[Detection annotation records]
————
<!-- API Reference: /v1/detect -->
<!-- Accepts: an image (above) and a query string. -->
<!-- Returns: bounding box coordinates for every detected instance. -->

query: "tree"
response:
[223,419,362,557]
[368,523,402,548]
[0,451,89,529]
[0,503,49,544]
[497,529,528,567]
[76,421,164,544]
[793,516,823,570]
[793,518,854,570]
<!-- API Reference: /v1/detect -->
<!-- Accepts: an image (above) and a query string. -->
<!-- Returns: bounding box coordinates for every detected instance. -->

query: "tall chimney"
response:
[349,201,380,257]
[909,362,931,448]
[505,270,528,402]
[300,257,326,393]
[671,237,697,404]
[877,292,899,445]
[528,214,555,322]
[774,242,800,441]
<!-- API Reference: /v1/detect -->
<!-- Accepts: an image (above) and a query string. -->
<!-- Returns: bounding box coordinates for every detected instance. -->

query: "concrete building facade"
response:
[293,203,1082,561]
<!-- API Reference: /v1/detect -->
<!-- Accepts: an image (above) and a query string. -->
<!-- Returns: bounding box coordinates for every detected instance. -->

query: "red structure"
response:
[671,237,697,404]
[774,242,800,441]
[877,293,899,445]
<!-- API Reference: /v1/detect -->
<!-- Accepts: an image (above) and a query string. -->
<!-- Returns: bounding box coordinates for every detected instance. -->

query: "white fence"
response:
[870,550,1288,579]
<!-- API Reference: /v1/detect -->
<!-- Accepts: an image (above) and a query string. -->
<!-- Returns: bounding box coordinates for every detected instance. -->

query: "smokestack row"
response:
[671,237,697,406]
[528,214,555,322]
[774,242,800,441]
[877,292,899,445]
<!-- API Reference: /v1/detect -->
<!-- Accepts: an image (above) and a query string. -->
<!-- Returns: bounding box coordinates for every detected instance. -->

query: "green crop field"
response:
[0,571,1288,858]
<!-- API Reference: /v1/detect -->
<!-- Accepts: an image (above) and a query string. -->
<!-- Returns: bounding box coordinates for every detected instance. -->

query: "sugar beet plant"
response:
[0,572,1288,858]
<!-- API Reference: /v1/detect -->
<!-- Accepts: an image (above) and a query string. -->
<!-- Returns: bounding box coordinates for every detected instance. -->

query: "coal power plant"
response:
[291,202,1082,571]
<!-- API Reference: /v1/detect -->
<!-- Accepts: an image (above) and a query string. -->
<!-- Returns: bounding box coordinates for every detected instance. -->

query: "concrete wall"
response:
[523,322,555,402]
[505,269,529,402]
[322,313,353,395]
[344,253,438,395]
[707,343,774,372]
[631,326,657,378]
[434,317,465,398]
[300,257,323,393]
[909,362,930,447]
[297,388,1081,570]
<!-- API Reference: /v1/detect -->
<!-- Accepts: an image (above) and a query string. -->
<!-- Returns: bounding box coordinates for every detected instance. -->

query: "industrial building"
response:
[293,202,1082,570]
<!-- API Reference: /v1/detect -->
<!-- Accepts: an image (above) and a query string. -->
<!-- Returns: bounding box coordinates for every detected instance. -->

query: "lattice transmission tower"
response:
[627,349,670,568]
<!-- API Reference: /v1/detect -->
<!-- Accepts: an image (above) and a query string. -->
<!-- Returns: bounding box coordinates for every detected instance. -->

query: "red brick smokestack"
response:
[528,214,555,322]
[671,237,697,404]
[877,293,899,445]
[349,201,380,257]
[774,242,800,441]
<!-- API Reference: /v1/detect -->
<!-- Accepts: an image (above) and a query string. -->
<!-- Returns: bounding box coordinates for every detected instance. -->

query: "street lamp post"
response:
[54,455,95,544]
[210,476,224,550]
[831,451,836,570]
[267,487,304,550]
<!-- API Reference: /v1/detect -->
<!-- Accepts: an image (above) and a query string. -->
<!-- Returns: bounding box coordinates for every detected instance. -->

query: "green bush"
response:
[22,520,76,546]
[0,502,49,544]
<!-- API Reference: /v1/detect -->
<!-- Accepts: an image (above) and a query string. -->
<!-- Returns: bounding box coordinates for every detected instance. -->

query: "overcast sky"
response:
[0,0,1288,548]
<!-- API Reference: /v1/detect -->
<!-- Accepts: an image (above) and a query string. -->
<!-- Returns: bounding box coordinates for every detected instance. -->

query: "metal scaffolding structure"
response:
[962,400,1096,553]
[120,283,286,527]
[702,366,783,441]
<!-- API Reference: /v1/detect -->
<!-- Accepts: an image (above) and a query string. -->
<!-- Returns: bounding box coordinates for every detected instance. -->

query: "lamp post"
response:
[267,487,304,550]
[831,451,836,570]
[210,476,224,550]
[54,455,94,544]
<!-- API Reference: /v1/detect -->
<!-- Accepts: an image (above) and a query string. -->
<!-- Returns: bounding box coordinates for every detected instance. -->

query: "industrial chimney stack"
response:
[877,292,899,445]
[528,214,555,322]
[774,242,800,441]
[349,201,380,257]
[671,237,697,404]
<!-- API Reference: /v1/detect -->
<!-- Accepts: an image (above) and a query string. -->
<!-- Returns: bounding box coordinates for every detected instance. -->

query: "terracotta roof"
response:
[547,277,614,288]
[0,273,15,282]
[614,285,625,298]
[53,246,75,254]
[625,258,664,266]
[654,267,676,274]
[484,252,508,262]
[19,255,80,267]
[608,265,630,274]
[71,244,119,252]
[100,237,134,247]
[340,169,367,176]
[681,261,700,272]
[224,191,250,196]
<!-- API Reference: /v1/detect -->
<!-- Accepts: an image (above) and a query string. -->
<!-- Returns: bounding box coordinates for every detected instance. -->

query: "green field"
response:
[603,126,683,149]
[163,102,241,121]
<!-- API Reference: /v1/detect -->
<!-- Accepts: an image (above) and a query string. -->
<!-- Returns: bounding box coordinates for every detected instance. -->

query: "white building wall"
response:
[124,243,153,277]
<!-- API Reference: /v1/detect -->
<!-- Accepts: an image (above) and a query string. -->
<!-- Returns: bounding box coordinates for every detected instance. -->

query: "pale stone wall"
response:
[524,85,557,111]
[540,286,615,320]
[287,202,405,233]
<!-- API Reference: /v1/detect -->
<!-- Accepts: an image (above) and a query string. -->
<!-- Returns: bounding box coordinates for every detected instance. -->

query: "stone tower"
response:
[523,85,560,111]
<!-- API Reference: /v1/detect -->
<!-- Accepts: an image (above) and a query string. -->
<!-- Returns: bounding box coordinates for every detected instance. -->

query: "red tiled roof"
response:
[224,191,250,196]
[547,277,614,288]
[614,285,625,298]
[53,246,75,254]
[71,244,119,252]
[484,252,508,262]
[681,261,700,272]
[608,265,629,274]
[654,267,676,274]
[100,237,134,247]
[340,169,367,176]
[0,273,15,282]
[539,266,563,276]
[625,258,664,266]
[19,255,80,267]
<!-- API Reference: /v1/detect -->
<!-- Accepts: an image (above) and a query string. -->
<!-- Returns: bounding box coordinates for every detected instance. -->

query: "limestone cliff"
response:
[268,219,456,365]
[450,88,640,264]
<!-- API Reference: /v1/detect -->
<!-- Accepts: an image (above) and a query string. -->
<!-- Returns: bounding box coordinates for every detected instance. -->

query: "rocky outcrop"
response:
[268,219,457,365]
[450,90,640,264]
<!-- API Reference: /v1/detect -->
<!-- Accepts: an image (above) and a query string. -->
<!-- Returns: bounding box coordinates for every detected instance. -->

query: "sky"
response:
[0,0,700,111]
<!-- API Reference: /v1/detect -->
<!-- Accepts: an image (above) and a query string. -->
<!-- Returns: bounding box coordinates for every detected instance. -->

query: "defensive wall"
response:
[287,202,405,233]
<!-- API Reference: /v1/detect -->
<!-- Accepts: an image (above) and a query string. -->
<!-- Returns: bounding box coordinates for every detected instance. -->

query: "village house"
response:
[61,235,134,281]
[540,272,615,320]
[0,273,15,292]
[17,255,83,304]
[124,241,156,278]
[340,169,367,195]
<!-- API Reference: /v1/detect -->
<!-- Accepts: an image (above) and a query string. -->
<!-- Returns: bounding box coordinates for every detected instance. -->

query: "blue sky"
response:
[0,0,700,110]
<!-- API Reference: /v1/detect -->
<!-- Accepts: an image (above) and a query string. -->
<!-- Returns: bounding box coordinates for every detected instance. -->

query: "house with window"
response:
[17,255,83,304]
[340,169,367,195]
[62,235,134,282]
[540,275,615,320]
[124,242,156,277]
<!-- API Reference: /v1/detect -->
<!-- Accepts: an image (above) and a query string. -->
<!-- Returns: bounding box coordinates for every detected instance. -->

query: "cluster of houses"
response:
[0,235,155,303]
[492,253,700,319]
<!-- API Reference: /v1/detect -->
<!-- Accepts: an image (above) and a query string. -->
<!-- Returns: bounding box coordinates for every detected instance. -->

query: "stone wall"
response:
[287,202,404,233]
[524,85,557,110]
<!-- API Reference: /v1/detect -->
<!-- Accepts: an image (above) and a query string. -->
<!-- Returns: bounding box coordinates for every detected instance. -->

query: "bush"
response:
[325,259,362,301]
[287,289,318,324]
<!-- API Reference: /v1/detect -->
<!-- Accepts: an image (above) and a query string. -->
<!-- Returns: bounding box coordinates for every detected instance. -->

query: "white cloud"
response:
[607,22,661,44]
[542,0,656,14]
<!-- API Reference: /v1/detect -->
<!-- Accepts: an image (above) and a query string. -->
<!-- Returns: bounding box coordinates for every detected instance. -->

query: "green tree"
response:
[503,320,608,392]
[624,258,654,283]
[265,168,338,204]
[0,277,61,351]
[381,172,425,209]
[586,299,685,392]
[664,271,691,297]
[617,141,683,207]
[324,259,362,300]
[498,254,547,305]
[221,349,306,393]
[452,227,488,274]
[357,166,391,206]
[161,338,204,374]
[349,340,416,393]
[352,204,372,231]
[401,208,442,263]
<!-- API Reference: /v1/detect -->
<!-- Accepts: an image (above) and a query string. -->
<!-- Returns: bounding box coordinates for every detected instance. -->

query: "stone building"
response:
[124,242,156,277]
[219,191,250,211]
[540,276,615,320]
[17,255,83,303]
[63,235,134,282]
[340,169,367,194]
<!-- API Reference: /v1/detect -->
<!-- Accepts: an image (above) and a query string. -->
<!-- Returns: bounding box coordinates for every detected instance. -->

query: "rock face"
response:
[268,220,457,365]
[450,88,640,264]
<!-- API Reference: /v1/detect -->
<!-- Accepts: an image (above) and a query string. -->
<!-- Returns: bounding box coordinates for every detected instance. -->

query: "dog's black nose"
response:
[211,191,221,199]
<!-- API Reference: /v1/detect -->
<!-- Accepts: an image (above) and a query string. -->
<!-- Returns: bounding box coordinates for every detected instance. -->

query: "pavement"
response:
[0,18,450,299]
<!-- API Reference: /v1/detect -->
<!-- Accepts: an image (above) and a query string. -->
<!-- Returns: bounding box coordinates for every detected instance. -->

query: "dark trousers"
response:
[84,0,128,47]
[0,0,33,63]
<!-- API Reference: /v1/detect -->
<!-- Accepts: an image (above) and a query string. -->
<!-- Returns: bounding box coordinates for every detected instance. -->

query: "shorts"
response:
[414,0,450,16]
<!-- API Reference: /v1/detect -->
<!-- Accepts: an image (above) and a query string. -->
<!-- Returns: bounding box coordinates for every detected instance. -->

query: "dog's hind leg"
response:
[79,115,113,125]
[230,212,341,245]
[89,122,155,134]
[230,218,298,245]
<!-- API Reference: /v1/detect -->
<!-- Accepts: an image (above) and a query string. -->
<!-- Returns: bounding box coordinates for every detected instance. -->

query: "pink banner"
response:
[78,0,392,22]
————
*Objective:* Select every line of the records above that contains the word "chimney", and copy each one in full.

*Answer to the task:*
query: "tall chimney"
query: "industrial chimney stack"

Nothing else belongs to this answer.